Top of Working data

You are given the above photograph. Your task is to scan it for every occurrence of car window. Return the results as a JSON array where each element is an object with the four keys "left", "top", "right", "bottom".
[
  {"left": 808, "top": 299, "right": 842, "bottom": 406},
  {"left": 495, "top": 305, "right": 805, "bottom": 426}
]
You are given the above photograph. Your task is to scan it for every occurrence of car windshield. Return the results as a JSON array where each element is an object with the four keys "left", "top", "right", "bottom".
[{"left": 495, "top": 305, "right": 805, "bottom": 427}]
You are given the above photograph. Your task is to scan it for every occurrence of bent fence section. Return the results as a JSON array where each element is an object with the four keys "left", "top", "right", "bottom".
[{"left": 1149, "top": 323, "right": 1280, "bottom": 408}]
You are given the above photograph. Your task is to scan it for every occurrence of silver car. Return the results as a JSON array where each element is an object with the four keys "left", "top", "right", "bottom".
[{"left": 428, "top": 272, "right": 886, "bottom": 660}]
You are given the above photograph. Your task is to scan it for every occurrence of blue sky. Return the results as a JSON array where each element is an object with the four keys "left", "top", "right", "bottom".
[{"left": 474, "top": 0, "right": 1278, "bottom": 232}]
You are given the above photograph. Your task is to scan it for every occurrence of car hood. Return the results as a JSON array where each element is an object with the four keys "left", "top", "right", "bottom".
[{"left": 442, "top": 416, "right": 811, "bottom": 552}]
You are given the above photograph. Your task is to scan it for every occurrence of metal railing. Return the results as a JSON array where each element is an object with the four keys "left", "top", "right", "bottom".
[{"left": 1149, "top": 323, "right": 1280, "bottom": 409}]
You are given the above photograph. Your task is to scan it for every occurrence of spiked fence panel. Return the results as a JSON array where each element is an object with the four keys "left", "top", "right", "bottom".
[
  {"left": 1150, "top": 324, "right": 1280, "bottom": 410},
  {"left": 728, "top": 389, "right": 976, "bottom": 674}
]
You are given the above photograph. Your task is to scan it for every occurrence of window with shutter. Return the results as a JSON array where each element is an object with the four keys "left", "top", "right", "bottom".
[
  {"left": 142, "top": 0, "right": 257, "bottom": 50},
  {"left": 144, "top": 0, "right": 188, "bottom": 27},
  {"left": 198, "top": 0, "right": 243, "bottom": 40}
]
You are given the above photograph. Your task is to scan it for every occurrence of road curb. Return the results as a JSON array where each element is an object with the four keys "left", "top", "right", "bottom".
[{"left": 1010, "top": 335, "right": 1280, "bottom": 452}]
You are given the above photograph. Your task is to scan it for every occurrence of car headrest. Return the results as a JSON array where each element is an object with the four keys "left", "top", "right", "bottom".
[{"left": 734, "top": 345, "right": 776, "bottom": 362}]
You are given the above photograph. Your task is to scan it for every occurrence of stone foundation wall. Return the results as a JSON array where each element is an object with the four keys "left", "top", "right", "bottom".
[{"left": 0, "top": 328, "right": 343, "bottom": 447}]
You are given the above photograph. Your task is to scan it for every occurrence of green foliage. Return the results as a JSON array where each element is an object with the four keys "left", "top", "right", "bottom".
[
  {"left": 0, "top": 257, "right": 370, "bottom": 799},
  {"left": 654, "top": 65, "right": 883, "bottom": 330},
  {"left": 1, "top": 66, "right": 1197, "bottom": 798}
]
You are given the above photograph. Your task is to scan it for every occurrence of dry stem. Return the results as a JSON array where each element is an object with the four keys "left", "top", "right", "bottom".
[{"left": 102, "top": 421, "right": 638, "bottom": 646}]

Bottom of Working data

**Try it:** Word for word, set down all of the records above.

**Task response:**
You are given the above photograph. Your task is to scan it for every occurrence of car window. Return the results as a JSON array where each element is an object with the four keys "left", "top", "right", "bottom".
[
  {"left": 808, "top": 299, "right": 842, "bottom": 406},
  {"left": 495, "top": 305, "right": 805, "bottom": 426}
]
You are given the above photograph. Your task is to scan it for every occurrence of car windshield. Return the results as a JSON array where each element is an object with the four keys "left", "top", "right", "bottom".
[{"left": 495, "top": 305, "right": 805, "bottom": 427}]
You are given the above photograph. Your task is to scan it for every occurrence of bent fence section. Return the results as a JSON array where each element is an object with the four keys "left", "top", "right", "bottom".
[{"left": 1149, "top": 323, "right": 1280, "bottom": 408}]
You are given the above photograph. Your task is to scan it for every occurrence of silver car. Return the results as a JSON array where each element is an object with the four keys "left", "top", "right", "bottom".
[{"left": 428, "top": 272, "right": 886, "bottom": 660}]
You are given the above photograph. Your task is to scan it for every occurrence of blue sky. Return the results as a JSON array where each element is an object with the four keys "left", "top", "right", "bottom".
[{"left": 474, "top": 0, "right": 1278, "bottom": 232}]
You are given the above photograph. Your task is to scan it for every occurrence of car hood. Return the results as a JSON array where each element is an object with the four keys "left", "top", "right", "bottom".
[{"left": 442, "top": 416, "right": 811, "bottom": 552}]
You are given the above photograph. Your task is to scan it for every occurrence of metal railing. Return the results as a JSON array where each element is an object with the four keys "left", "top", "right", "bottom".
[{"left": 1149, "top": 323, "right": 1280, "bottom": 409}]
You are given the above photograph. Your task is to scan it for every occurrence of spiked fence panel. Return the results as a JSON array where each element is an object with the four keys "left", "top", "right", "bottom".
[
  {"left": 1150, "top": 324, "right": 1280, "bottom": 410},
  {"left": 728, "top": 389, "right": 976, "bottom": 674}
]
You are given the above photograph. Your task is to scan it for every occurrence of window with shutter. Return the results as a JSON array where each element is an object with the four keys "left", "top", "right", "bottom".
[
  {"left": 142, "top": 0, "right": 257, "bottom": 50},
  {"left": 144, "top": 0, "right": 188, "bottom": 27},
  {"left": 198, "top": 0, "right": 243, "bottom": 40}
]
You are given the above photograph. Your task is to scan it for every occurrence of road curb. Return the results as a JSON array where each element is an object with the four keys "left", "top", "right", "bottom".
[{"left": 1010, "top": 335, "right": 1280, "bottom": 452}]
You are given the above photograph. Your task is to scan it for every occurrence of car headrest. Return the results as a JSON array where each element is an object with the four keys "left", "top", "right", "bottom".
[{"left": 734, "top": 345, "right": 776, "bottom": 362}]
You are given the above photograph. Your task is to scan it for every occurrence of stone foundation wall. Return the results as a JSON array where each element is an object with the four keys "left", "top", "right", "bottom".
[{"left": 0, "top": 328, "right": 343, "bottom": 447}]
You are given the above photograph. Your task is to scan it for every occurrence of green foliage. Return the results as a JSON array where each element is an object with the four keys "left", "top", "right", "bottom".
[
  {"left": 0, "top": 257, "right": 370, "bottom": 799},
  {"left": 654, "top": 65, "right": 883, "bottom": 330},
  {"left": 1, "top": 66, "right": 1197, "bottom": 798}
]
You are given the above photograph. Your task is to scan it for every occurrence of dry stem. Return the results as a JSON array where each element is an object with the four keys "left", "top", "right", "bottom".
[{"left": 102, "top": 421, "right": 638, "bottom": 646}]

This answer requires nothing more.